◆ **Task set**:
**a.** According to the article on People's Heroes monuments in Bosnia and Herzegovina, how many individuals received the Order of the People's Hero of Yugoslavia between 1942 and 1973?
**b.** Gather every line of the listing that contains the string "blue", matching case exactly.

◆ **Document excerpt**:
_ _ _ _

= List of People's Heroes of Yugoslavia monuments in Bosnia and Herzegovina =

Throughout the existence of the Socialist Republic of Bosnia and Herzegovina as part of the Socialist Federal Republic of Yugoslavia, the Yugoslav Partisan resistance in World War II was celebrated as the republic’s the foundational event. In post-Bosnian War Bosnia and Herzegovina, many monuments of the People’s Liberation War, including those dedicated to People’s Heroes, have undergone ethnonational reinterpretations.

Between 1942 and 1973, a total of 1,322 individuals were awarded the Order of the People's Hero of Yugoslavia. Numerous busts and memorials were erected in their honor, typically placed either in the hero’s birthplace or at the site of their death. Most of these monuments were executed in a figurative style, although some adopted a distinctly abstract form, such as the 1962 monument to Ivo Lola Ribar at the Glamoč field.

One of the largest concentrations of People's heroes' busts is in the Park of People's heroes in Banja Luka, which contains 21 busts.

_ _ _ _

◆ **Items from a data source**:

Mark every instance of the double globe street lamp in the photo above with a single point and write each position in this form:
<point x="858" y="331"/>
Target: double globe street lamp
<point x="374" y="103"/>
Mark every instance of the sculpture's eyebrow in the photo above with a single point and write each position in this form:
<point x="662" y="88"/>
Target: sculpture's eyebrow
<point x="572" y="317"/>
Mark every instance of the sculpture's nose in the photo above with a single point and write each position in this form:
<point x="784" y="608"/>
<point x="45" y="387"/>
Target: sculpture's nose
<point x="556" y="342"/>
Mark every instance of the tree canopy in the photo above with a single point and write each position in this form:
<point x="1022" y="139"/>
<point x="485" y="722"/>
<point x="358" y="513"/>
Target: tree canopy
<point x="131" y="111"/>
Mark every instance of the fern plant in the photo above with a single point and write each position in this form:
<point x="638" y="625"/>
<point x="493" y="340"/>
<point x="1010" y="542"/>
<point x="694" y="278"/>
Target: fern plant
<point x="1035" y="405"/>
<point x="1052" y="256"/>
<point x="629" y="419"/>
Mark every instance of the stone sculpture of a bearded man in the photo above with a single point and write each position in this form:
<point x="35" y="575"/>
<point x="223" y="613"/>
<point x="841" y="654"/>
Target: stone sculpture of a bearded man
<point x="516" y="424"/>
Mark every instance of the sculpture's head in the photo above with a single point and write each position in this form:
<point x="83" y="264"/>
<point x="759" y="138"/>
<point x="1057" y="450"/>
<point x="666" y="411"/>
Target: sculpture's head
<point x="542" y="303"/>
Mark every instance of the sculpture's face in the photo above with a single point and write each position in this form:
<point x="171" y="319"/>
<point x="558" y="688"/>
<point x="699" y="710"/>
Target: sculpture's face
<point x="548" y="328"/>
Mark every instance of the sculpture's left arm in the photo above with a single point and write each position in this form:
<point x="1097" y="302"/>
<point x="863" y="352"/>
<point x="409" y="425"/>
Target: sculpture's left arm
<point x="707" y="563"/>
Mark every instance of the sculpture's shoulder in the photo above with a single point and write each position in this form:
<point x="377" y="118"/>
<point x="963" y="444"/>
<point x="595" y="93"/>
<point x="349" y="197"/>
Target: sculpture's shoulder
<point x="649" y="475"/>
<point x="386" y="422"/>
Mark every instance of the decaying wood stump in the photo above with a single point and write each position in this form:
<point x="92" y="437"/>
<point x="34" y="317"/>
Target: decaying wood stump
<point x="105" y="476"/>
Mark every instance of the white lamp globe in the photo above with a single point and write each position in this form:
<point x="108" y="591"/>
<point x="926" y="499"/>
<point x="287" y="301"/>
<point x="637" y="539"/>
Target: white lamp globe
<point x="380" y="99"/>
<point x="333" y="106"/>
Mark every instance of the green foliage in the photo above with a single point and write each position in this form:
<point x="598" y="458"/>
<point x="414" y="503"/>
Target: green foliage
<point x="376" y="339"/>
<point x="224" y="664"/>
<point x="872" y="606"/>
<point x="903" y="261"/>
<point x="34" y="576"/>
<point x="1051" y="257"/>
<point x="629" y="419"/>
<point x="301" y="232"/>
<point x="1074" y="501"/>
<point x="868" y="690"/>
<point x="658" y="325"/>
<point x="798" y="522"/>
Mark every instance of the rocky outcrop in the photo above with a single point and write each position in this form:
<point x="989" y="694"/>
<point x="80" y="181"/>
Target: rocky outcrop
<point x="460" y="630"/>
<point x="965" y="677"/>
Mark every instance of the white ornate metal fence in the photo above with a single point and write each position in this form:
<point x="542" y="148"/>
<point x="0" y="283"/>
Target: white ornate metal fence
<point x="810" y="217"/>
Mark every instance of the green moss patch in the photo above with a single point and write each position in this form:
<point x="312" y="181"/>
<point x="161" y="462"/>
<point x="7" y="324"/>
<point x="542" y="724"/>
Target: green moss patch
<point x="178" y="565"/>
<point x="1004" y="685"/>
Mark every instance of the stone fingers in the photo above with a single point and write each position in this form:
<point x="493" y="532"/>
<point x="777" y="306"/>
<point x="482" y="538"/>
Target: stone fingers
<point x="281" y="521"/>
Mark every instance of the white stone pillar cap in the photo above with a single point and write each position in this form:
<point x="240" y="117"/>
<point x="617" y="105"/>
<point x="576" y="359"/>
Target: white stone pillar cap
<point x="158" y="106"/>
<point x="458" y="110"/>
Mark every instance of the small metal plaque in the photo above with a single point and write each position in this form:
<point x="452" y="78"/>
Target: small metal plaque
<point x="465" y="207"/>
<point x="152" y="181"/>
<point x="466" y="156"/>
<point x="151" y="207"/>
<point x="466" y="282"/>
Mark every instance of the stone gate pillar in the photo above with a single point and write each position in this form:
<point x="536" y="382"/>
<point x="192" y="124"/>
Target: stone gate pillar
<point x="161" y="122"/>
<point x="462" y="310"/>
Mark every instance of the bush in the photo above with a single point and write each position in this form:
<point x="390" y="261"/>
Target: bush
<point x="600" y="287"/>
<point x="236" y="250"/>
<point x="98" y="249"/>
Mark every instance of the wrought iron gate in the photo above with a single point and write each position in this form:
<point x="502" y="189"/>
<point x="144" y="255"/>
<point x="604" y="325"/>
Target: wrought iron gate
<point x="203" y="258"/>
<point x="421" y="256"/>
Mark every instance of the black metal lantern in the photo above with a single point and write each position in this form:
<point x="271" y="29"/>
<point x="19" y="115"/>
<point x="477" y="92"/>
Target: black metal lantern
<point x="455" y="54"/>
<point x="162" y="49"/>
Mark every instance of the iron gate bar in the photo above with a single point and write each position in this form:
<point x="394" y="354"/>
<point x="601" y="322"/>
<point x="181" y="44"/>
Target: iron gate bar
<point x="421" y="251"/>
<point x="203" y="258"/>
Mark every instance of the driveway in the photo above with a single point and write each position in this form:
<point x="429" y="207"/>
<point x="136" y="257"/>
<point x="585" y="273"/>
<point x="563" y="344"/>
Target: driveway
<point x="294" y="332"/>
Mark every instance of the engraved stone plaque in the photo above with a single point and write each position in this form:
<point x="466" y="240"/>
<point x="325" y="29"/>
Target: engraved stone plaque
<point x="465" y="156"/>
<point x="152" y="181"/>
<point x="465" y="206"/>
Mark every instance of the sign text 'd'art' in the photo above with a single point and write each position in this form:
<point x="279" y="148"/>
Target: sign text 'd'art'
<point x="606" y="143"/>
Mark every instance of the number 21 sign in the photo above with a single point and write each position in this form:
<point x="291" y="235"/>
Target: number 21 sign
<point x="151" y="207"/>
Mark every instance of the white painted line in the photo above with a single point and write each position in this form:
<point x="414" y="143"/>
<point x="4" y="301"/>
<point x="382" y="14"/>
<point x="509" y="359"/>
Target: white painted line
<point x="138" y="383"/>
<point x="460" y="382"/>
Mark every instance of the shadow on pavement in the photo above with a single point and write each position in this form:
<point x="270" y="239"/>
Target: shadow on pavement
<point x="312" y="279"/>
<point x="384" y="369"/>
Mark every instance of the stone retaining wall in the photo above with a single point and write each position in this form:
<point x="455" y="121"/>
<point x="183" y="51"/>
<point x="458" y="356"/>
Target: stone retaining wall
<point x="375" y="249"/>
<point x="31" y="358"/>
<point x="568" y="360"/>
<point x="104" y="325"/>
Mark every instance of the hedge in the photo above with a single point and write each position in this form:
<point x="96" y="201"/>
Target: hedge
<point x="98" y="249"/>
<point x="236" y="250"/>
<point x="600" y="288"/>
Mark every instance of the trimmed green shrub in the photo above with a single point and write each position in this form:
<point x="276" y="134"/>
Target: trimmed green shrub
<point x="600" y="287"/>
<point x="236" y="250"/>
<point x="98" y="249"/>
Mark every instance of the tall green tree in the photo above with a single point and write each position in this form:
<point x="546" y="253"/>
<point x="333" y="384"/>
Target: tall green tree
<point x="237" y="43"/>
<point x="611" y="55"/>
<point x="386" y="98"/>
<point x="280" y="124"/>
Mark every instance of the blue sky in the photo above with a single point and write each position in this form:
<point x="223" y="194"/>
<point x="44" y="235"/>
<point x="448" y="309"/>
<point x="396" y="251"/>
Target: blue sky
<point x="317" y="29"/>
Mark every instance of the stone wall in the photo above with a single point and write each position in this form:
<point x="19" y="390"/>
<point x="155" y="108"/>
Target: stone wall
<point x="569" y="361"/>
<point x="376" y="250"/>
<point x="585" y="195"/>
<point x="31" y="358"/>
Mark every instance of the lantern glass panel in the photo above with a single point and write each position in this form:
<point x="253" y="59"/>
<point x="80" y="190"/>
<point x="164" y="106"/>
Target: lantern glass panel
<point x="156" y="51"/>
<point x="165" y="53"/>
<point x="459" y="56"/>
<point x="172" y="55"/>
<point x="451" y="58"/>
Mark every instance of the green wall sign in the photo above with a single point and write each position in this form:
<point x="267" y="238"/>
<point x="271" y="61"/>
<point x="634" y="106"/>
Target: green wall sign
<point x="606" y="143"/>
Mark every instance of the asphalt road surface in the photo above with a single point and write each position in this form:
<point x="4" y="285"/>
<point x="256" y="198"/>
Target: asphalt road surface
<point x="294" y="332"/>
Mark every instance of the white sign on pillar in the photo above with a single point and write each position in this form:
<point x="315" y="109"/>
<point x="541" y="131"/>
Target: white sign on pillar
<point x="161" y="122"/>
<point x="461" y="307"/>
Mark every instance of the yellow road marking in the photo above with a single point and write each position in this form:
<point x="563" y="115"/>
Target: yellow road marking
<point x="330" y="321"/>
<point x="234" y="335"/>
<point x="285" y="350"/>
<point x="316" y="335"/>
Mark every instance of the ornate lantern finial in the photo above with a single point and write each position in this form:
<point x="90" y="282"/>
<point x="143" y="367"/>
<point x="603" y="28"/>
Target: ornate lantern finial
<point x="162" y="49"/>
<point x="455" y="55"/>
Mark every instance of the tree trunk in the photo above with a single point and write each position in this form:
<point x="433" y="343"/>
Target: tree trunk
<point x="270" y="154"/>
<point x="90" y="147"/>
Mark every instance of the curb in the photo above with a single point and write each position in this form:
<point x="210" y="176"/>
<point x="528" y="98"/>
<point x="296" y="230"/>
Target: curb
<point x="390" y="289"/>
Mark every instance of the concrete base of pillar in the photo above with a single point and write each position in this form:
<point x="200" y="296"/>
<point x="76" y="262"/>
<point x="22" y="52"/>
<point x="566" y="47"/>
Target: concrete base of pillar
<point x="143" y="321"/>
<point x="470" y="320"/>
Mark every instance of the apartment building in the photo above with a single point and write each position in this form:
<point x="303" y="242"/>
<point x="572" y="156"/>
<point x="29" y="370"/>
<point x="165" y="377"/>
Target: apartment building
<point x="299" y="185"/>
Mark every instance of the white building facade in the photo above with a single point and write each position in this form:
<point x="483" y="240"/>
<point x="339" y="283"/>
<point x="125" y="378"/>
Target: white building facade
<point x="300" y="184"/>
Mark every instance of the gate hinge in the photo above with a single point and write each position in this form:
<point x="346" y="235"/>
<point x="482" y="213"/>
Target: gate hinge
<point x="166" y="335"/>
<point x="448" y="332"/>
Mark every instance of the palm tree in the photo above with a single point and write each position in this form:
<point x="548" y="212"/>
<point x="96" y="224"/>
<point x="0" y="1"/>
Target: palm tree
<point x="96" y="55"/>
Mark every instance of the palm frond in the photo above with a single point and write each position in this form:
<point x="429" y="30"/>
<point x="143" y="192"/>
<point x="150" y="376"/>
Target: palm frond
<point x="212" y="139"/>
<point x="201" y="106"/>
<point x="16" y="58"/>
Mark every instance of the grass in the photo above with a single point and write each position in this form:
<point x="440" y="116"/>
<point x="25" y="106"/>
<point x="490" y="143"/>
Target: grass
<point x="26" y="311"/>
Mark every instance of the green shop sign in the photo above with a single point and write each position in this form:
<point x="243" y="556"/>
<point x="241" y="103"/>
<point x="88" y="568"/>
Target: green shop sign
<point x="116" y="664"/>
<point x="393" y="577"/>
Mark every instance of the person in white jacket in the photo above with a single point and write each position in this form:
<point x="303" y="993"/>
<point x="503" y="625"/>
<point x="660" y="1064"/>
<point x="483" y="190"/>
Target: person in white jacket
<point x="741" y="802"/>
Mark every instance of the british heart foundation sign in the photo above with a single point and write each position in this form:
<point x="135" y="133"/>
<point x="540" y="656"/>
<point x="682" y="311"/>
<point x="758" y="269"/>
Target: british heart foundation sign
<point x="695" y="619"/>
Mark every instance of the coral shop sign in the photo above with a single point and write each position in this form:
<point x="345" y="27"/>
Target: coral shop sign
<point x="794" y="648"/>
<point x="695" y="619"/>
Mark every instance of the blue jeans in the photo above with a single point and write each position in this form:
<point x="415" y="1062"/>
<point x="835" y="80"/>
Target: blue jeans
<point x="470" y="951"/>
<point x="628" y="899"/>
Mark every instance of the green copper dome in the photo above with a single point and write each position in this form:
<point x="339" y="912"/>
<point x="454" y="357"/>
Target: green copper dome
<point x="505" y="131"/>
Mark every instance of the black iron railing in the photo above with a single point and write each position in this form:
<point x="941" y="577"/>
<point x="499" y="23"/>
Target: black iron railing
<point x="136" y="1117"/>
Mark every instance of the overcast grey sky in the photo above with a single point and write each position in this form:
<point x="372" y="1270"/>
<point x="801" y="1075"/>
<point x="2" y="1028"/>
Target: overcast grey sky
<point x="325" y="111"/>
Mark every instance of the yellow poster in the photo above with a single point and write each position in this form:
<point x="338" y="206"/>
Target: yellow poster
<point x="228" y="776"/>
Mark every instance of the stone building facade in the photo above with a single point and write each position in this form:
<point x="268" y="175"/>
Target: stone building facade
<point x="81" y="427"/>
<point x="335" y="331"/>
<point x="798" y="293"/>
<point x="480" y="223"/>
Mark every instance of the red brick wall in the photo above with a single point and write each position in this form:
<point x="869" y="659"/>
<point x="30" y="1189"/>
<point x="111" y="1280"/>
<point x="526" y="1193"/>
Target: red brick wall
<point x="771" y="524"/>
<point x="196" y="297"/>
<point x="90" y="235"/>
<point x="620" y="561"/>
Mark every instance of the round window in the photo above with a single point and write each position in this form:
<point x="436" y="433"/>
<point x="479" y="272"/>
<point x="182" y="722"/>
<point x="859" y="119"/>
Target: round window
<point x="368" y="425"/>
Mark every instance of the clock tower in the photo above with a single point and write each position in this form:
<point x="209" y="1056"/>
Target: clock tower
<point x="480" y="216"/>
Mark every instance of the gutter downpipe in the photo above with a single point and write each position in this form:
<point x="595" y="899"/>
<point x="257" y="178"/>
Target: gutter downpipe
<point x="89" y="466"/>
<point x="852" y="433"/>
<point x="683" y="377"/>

_ _ _ _

◆ **Results**:
**a.** 1,322 individuals.

**b.**
Mark every instance of the blue sky in the photo above with a single point and write each position in this form:
Target: blue sky
Mark every instance of the blue jeans in the photo above with a single point and write each position in this form:
Target: blue jeans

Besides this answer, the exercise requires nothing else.